Given exercise —
Extract all of the entries and give them again, word for word.

====== Supplied information

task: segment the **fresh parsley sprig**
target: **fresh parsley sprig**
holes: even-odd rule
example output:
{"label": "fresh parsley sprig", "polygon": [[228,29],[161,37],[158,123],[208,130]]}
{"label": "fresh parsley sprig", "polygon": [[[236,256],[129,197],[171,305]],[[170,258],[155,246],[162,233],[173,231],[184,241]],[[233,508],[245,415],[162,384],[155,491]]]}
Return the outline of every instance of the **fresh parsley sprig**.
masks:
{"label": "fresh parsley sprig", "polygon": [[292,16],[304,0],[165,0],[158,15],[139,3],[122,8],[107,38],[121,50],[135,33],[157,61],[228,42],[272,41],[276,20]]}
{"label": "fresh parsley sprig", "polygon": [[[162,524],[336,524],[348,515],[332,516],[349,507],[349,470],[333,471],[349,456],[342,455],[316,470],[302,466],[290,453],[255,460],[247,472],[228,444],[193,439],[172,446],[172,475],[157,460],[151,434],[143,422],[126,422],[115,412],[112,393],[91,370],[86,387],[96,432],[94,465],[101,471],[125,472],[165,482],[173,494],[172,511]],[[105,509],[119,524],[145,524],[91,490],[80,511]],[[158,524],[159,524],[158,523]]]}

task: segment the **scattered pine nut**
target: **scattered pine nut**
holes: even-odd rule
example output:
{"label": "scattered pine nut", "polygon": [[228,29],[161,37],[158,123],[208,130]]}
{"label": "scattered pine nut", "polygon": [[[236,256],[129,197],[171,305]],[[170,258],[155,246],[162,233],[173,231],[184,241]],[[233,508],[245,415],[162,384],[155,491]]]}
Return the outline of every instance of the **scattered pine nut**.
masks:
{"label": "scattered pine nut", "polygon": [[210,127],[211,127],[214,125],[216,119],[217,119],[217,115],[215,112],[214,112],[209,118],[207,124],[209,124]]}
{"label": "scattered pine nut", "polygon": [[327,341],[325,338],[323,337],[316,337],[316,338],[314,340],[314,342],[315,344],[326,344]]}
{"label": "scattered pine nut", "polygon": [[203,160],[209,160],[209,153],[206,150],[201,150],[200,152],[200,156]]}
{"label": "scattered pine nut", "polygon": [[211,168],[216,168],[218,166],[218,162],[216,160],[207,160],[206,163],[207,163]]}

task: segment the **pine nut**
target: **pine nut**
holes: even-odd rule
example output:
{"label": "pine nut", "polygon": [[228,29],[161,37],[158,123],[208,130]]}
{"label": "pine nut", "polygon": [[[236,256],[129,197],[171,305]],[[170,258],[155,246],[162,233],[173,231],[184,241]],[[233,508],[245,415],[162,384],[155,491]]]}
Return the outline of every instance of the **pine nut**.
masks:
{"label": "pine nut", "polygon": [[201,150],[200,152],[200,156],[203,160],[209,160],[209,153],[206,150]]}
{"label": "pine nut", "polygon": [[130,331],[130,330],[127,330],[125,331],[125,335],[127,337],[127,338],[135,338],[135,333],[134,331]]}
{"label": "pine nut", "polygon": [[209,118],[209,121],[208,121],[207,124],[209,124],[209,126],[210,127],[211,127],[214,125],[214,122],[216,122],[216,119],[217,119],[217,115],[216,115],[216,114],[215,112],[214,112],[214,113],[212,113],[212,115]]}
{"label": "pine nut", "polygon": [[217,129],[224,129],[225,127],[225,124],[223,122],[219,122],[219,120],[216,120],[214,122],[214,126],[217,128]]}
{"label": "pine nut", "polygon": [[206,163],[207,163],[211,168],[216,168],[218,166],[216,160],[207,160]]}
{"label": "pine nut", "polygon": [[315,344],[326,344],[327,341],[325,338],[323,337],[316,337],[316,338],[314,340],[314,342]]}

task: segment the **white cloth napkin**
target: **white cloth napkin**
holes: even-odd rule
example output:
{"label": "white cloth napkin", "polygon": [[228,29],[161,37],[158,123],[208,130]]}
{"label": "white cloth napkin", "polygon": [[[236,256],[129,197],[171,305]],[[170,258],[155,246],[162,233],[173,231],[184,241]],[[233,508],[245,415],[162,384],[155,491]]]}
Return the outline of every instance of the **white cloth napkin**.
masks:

============

Complete answer —
task: segment the **fresh parsley sprig**
target: **fresh parsley sprig**
holes: even-odd rule
example output:
{"label": "fresh parsley sprig", "polygon": [[228,29],[161,37],[158,123],[208,130]]}
{"label": "fresh parsley sprig", "polygon": [[[236,256],[129,197],[171,305]],[[170,258],[155,246],[162,233],[173,231],[184,241]],[[233,508],[245,415],[162,384],[155,491]]]}
Return the outline of every instance of the **fresh parsley sprig**.
masks:
{"label": "fresh parsley sprig", "polygon": [[292,16],[304,0],[165,0],[158,15],[139,3],[122,8],[107,38],[121,50],[135,33],[157,61],[228,42],[272,41],[276,20]]}
{"label": "fresh parsley sprig", "polygon": [[[162,524],[336,524],[348,515],[332,516],[349,507],[349,470],[333,471],[349,456],[342,455],[316,470],[302,466],[290,453],[255,460],[247,472],[228,444],[193,439],[172,446],[172,475],[157,460],[151,434],[143,422],[126,422],[115,412],[112,393],[91,370],[86,387],[96,432],[94,465],[101,471],[125,472],[165,482],[173,494],[172,511]],[[105,509],[119,524],[145,524],[91,490],[80,511]],[[158,524],[159,524],[158,523]]]}

task: segment the **scattered pine nut**
target: **scattered pine nut**
holes: even-odd rule
example output:
{"label": "scattered pine nut", "polygon": [[228,29],[161,37],[158,123],[208,130]]}
{"label": "scattered pine nut", "polygon": [[[236,256],[129,197],[171,305]],[[170,258],[155,246],[162,233],[173,231],[184,241]],[[233,508],[245,415],[162,384],[155,491]]]}
Return the outline of every instance of the **scattered pine nut**.
masks:
{"label": "scattered pine nut", "polygon": [[210,127],[211,127],[214,125],[216,119],[217,119],[217,115],[215,112],[214,112],[209,118],[207,124],[209,124]]}
{"label": "scattered pine nut", "polygon": [[327,341],[325,338],[323,337],[316,337],[316,338],[314,340],[314,342],[315,344],[326,344]]}
{"label": "scattered pine nut", "polygon": [[203,160],[209,160],[209,153],[206,150],[201,150],[200,152],[200,156]]}
{"label": "scattered pine nut", "polygon": [[211,168],[216,168],[218,166],[218,162],[216,160],[207,160],[206,163],[207,163]]}

task: segment the **pine nut**
target: **pine nut**
holes: even-odd rule
example output:
{"label": "pine nut", "polygon": [[228,29],[161,37],[158,123],[208,130]]}
{"label": "pine nut", "polygon": [[[236,256],[129,197],[171,305]],[[170,258],[155,246],[162,233],[173,231],[184,241]],[[233,508],[245,415],[162,384],[155,491]]]}
Return the outline of every instance of the **pine nut**.
masks:
{"label": "pine nut", "polygon": [[201,150],[200,152],[200,156],[203,160],[209,160],[209,153],[206,150]]}
{"label": "pine nut", "polygon": [[130,331],[130,330],[127,330],[125,331],[125,335],[127,337],[127,338],[135,338],[135,333],[134,331]]}
{"label": "pine nut", "polygon": [[209,118],[209,121],[208,121],[207,124],[209,124],[209,126],[210,127],[211,127],[214,125],[214,122],[216,122],[216,119],[217,119],[217,115],[216,115],[216,114],[215,112],[214,112],[214,113],[212,113],[212,115]]}
{"label": "pine nut", "polygon": [[217,129],[224,129],[225,127],[225,124],[223,122],[219,122],[219,120],[216,120],[214,122],[214,126],[217,128]]}
{"label": "pine nut", "polygon": [[206,163],[207,163],[211,168],[216,168],[218,166],[216,160],[207,160]]}
{"label": "pine nut", "polygon": [[315,344],[326,344],[327,341],[325,338],[323,337],[316,337],[316,338],[314,340],[314,342]]}

task: segment the **white cloth napkin**
target: **white cloth napkin**
holes: even-odd rule
example output:
{"label": "white cloth napkin", "polygon": [[228,29],[161,37],[158,123],[208,130]]}
{"label": "white cloth napkin", "polygon": [[[236,256],[129,197],[171,305]],[[170,258],[155,246],[162,233],[173,231],[184,241]],[[233,508],[245,415],[162,384],[155,491]]]}
Return the outline of every instance of the **white cloth napkin**.
masks:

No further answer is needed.